This exercise calls for an exact copy of the data below.

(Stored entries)
※ ※ ※

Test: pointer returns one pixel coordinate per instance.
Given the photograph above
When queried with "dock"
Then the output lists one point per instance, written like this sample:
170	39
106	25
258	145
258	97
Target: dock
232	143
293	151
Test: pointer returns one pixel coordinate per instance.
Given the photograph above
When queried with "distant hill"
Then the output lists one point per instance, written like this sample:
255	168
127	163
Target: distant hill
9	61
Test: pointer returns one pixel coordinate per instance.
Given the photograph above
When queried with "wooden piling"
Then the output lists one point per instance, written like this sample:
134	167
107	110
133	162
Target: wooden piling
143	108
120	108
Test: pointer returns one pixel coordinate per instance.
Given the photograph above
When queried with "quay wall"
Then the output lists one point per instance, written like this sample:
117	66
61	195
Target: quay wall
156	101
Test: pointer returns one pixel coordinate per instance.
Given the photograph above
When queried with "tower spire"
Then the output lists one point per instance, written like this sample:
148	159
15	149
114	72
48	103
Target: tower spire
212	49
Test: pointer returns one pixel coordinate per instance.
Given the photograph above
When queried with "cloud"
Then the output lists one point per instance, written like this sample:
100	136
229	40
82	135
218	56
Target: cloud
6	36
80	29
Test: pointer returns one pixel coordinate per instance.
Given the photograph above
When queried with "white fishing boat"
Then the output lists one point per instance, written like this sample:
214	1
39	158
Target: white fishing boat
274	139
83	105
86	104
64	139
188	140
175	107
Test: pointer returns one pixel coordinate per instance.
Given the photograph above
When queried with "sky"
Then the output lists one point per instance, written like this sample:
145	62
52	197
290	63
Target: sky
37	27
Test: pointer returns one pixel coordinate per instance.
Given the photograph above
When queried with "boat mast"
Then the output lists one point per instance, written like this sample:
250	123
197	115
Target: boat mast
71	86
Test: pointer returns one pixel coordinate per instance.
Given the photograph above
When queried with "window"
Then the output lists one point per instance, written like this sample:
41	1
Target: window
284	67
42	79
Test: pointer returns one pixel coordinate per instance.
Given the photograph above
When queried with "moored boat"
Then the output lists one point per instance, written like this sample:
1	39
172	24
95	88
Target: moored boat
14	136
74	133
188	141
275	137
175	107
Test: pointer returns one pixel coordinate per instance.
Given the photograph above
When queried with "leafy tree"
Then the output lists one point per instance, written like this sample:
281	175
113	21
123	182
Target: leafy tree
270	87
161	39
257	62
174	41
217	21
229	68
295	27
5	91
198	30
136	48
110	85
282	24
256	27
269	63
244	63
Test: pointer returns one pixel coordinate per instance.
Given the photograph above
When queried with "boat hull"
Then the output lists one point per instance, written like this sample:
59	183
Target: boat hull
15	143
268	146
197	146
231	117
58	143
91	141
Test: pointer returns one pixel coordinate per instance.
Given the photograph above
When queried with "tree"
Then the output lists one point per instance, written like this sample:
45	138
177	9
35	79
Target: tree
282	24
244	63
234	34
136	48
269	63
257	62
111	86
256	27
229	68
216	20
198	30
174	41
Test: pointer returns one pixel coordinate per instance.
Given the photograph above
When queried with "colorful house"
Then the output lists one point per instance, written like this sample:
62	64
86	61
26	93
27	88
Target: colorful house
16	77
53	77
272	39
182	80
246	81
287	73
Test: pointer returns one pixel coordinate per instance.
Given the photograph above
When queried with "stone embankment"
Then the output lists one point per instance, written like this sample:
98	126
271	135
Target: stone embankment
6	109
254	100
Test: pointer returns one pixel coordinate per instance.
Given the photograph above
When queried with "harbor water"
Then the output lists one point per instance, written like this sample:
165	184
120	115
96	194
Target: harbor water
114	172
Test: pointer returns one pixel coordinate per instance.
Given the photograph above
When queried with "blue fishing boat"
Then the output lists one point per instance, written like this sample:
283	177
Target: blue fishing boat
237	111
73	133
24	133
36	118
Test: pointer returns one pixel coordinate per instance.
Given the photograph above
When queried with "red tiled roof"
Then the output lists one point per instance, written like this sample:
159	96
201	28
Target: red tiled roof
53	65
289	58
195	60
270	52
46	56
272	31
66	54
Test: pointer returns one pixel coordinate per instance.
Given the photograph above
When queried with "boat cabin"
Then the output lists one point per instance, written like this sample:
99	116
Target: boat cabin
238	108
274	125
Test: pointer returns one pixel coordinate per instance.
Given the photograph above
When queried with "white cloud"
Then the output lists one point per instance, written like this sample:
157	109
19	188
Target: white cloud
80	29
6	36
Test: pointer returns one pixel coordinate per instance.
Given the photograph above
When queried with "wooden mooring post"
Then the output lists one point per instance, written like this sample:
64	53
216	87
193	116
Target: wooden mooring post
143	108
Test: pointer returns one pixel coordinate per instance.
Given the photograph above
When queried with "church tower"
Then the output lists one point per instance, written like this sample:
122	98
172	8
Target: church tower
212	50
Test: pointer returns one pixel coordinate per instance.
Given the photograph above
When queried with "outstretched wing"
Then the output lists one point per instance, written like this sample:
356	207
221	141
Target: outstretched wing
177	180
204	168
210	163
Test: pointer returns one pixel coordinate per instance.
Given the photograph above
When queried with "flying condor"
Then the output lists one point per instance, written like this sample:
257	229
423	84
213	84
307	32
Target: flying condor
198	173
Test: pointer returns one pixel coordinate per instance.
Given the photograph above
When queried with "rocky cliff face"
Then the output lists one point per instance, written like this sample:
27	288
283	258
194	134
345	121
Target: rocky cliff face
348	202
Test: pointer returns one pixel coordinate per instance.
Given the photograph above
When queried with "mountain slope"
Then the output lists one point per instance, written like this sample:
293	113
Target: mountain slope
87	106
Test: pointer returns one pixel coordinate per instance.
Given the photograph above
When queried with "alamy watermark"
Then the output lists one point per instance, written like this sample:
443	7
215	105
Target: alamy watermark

※ ※ ※

- _Problem solution_:
Test: pointer returns one pixel coordinate per instance.
Given the photograph above
When queried with "dock"
Then the output lists one point per instance, written like this sample:
170	39
106	25
258	145
258	97
Target: dock
232	143
293	151
Test: pointer returns one pixel coordinate per instance.
Given the photograph above
When queried with "distant hill"
Then the output lists one point per instance, written like this sample:
255	168
127	163
Target: distant hill
9	61
Test: pointer returns one pixel coordinate per instance.
Given the photograph above
When queried with "wooden piling"
Then the output lists one point per instance, written like this sample:
134	167
107	110
133	162
Target: wooden piling
143	108
120	108
Test: pointer returns one pixel coordinate per instance.
Given the photograph above
When queried with "quay wall"
Then the output lists one point per instance, written like this sample:
117	66
61	195
Target: quay wall
156	101
Test: pointer returns one pixel coordinate per instance.
Given the photograph above
When queried with "tower spire"
Then the output lists one point per instance, written like this sample:
148	159
15	149
114	72
48	103
Target: tower spire
212	49
Test: pointer returns one pixel coordinate per instance.
Given the photograph above
When queried with "cloud"
Then the output lists one point per instance, written like this sample:
100	136
229	40
82	135
218	56
Target: cloud
6	36
80	29
Test: pointer returns one pixel coordinate per instance.
Given the photograph above
When queried with "white fishing boat"
Then the output lists one point per instance, written like this sample:
214	1
39	158
Target: white fishing boat
274	139
83	105
86	104
64	139
188	140
175	107
Test: pointer returns one pixel coordinate per instance.
Given the photograph above
When queried with "sky"
Then the output lists one point per instance, written like this sample:
145	62
52	197
290	63
Target: sky
37	27
Test: pointer returns one pixel coordinate per instance.
Given the photograph above
When queried with "boat mast"
Then the output lists one point per instance, written like this sample:
250	123
197	115
Target: boat mast
71	86
Test: pointer returns one pixel coordinate per instance.
Given the photograph above
When queried with "window"
Then the output lists one point per instance, written like this sample:
41	1
Target: window
284	67
42	79
Test: pointer returns one pixel coordinate per instance.
Given the photograph above
When queried with "moored boat"
Then the output lists one point per instance, written like this sample:
1	39
172	24
95	88
Target: moored boat
14	136
74	133
188	141
275	137
175	107
Test: pointer returns one pixel coordinate per instance.
Given the photograph above
When queried with "leafy tree"
Then the output lists one point per instance, written like this sample:
281	175
113	21
123	182
Target: leafy tree
270	87
161	39
257	62
174	41
217	21
229	68
295	27
5	91
198	30
136	48
110	85
282	24
256	27
269	63
244	63
Test: pointer returns one pixel coordinate per instance.
Given the photograph above
When queried with "boat hull"
Then the output lists one point per instance, written like this sample:
59	183
Target: boat hull
15	143
268	146
197	146
231	117
58	143
91	141
Test: pointer returns one pixel coordinate per instance.
Given the photograph above
When queried with "tree"
Then the output lists one point per instance, written like this sample:
45	138
177	9
35	79
Target: tree
282	24
244	63
234	34
136	48
269	63
257	62
111	86
256	27
229	68
216	20
198	30
174	41
Test: pointer returns one pixel coordinate per instance.
Given the photograph above
When queried with "colorful house"
Then the output lists one point per instance, written like this sample:
62	64
86	61
26	93
27	88
Target: colorful house
16	77
53	77
272	39
182	80
246	81
287	73
Test: pointer returns one pixel coordinate per instance.
Given the photograph above
When queried with "stone embankment"
Then the output lists one point per instance, written like this sample:
98	126
271	135
Target: stone embankment
6	109
254	100
Test: pointer returns one pixel coordinate per instance.
Given the photograph above
When queried with "harbor water"
Then the output lists one point per instance, written like this sample:
165	184
120	115
96	194
Target: harbor water
114	172
Test: pointer returns one pixel coordinate per instance.
Given the photograph above
When queried with "blue fishing boat"
Then the output lists one point per instance, written like this sample:
283	177
Target: blue fishing boat
237	111
73	133
24	133
36	118
Test: pointer returns one pixel coordinate per instance.
Given the photograph above
When queried with "red tiled roof"
Then the output lists one point per instance, written like this sample:
159	96
201	28
Target: red tiled roof
53	65
289	58
195	60
270	52
46	56
272	31
66	54
Test: pointer returns one pixel coordinate per instance.
Given the photograph above
When queried with "boat cabin"
Then the output lists one point per instance, written like this sample:
99	116
Target: boat cabin
238	108
274	125
Test: pointer returns one pixel coordinate per instance.
Given the photograph above
When queried with "white cloud"
Then the output lists one point per instance, written like this sample:
157	109
19	188
Target: white cloud
80	29
6	36
Test: pointer returns one pixel coordinate per instance.
Given the photograph above
When queried with "wooden mooring post"
Then the output lists one point per instance, written like this sample:
64	53
216	87
193	116
Target: wooden mooring post
143	108
Test: pointer returns one pixel coordinate per instance.
Given the photograph above
When queried with "church tower"
Then the output lists one point per instance, written like this sample:
122	98
172	8
Target: church tower
212	50
Test: pointer returns one pixel coordinate per instance.
Given the photograph above
When queried with "outstretched wing"
Then the output lists one point per instance, written like this sample:
356	207
221	141
Target: outstretched wing
177	180
204	168
210	163
Test: pointer returns one pixel coordinate per instance.
Given the photograph above
When queried with "flying condor"
Then the output lists one point per instance, written like this sample:
257	229
423	84
213	84
307	32
Target: flying condor
198	173
Test: pointer returns one pixel coordinate per instance.
Given the photograph above
When queried with "rocky cliff face"
Then the output lists one point per instance, written like this sample:
27	288
283	258
194	134
345	121
Target: rocky cliff face
348	202
Test: pointer returns one pixel coordinate per instance.
Given the photograph above
When queried with "mountain slope"
Then the output lists one point per instance, written like this sample:
293	113
Target: mountain slope
87	106
Test: pointer returns one pixel coordinate per instance.
Given the photograph above
When queried with "alamy watermark"
Then the output lists one point per instance, written like this sample:
443	7
215	105
Target: alamy watermark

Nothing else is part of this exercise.